• [Suas tarefas]
1 > Reproduza, por favor, o trecho do texto sobre a grosseria epidêmica que começa em "Deixando as teorias" e termina em "os efeitos indesejados!".
2 > Escreva a continuação do texto sobre a grosseria epidêmica a partir do ponto em que ele termina.

• [Texto para leitura]
__________
Deixando as teorias de lado, foi-se o tempo em que envernizar belas frases e dourar a pílula eram suficientes para encantar o eleitorado ou atingir os resultados esperados. Comunicar exige estudo permanente, a elaboração de estratégias e a dedicação de bons profissionais. Advogar e exercer a Medicina também não? Senhores, consultem especialistas e evitem os efeitos indesejados!
 

segunda-feira, 11 de março de 2013

Grosseria Epidêmica

 “Deixai toda esperança, ó vós que entrais”, vaticinou Dante Alighiere à porta do Inferno, no clássico A Divina Comédia. A frase parece sob medida para ser afixada na entrada da dita modernidade em sociedade. A notícia sobre o estudante de Psicologia, Alex Siwek, que atropelou ontem (10/03) um ciclista na Avenida Paulista (SP) e, além de não prestar socorro, jogou o braço do jovem no rio, é mais um exemplo de como o caos urbano pode ser elevado ao nível do grotesco.
Diante dos tiranos sociais, em circunstâncias degradantes de uma vida civilizada, o desencanto e a desesperança disputam espaço com o sentimento de indignação que ainda resiste nos poucos e bons. Quais seriam as razões psicológicas, culturais, sexuais e neuroses outras que levam boçais a furarem uma fila, quando você está aguardando há duas horas para ser atendido? Ou quando é obrigado a purgar sua impaciência, esperando 40 minutos o cara de pau que trancou seu carro no estacionamento?
A noção de bom senso parece ter sido esmagada pela urbanização acelerada, pelos problemas da mobilidade urbana e pelos ditames da era da competitividade e de seus valores distorcidos. O mundo foi assolado pela grosseria epidêmica, infestada como uma praga no convívio social. Os Hitlers domésticos já não se ruborizam em fazer suas demonstrações públicas de arrogância e autoritarismo, desrespeitando os direitos de portadores de necessidades especiais, idosos, atropelando até as mais elementares regras da boa convivência. Eles expelem sua bílis e vomitam suas frustrações, ambições e recalques no trânsito, no ambiente de trabalho e nas mais diferentes ocasiões. Gentileza em quem ocupa um cargo de poder é quase um artigo de luxo aqui por estas bandas. Em São Luís, chega-se ao cúmulo de considerar os mais educados assim: “Esse deve ser gente de fora”. E ai do homem que se atreve a ser gentil e atencioso, pois, via de regra, é confundido com gay (pelo menos neste quesito os inquisidores do século XXI reconhecem). No outro extremo estão os machos que, ao serem ultrapassados no trânsito, agem como se tivessem roubado sua virilidade. São brucutus escondidos por debaixo dos ternos Armanis. E moças de uma vulgaridade que nem uma coleção de sapatos Fernando Pires consegue disfarçar a deselegância.
__________
• [Dados brutos]
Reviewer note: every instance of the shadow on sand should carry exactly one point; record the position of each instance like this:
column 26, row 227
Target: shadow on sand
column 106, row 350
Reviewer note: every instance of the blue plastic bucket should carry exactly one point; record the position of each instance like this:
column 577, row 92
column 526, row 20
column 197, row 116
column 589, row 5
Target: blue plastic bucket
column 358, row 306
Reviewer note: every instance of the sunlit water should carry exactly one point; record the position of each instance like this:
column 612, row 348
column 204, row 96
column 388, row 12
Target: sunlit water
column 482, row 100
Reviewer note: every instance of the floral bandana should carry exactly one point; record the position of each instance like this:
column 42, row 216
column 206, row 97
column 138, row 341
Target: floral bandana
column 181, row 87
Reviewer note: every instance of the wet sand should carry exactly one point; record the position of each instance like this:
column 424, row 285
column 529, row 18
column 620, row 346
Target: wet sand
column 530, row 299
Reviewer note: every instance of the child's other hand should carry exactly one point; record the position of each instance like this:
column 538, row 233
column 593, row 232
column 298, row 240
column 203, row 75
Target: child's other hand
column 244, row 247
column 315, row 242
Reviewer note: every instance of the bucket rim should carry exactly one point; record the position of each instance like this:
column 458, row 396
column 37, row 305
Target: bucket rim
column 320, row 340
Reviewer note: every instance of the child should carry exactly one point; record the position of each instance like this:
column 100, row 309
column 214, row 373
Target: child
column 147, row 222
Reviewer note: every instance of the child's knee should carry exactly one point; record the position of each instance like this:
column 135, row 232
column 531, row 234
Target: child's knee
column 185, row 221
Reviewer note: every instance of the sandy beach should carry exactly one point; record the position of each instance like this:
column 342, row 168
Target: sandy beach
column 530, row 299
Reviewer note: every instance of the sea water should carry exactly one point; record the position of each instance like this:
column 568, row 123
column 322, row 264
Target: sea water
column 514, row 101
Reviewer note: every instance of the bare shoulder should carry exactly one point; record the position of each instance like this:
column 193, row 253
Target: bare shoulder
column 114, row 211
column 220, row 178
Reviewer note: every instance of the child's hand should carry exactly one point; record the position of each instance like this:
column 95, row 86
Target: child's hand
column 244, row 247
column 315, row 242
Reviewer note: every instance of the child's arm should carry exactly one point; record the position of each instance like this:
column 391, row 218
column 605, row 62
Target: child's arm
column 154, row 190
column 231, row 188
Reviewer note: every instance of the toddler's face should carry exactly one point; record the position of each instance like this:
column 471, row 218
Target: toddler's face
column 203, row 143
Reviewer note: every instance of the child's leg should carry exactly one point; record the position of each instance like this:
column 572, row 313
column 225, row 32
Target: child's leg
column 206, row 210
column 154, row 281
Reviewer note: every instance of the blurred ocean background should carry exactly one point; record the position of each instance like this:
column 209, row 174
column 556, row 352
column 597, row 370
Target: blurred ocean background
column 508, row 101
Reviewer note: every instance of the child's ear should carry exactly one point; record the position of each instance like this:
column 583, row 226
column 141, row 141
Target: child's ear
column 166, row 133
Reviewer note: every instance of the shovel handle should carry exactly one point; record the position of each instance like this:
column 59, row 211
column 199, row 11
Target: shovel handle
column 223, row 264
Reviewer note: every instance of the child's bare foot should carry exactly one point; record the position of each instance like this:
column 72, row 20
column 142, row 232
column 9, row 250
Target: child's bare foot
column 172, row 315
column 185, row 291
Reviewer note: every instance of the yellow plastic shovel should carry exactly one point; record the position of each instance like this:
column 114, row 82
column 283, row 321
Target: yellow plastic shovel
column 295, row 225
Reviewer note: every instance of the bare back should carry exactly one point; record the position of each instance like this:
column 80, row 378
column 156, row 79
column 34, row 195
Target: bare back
__________
• [Resultados das tarefas]
1 >
Deixando as teorias de lado, foi-se o tempo em que envernizar belas frases e dourar a pílula eram suficientes para encantar o eleitorado ou atingir os resultados esperados. Comunicar exige estudo permanente, a elaboração de estratégias e a dedicação de bons profissionais. Advogar e exercer a Medicina também não? Senhores, consultem especialistas e evitem os efeitos indesejados!

2 >
Ouso especular sobre as origens da péssima educação dos que exibem seus maus hábitos no trânsito, nas filas ou em outros episódios de total falta de respeito com as regras do convívio em sociedade. Sérgio Buarque de Holanda, em O Homem Cordial, descreve: “O Estado não é uma ampliação do círculo familiar e, ainda menos, uma integração de certos agrupamentos, de certas vontades particularistas”. A velha e feia mania de confundir o público com o privado, já tão largamente adotada no exercício das práticas públicas, alcançou a ampla esfera social. As leis e o conjunto de normas e condutas que consistem o Direito existem para regular as relações sociais. Não são as vontades particulares de cada um que devem prevalecer. Se não é possível educar os maus hábitos, que eles se mantenham restritos ao círculo familiar, onde as regras que prevalecem são as de casa.
Os problemas que atingem o mundo de 7 bilhões e meio de pessoas também passam, urgentemente, pela boa educação e pelos respeito aos direitos de cada um.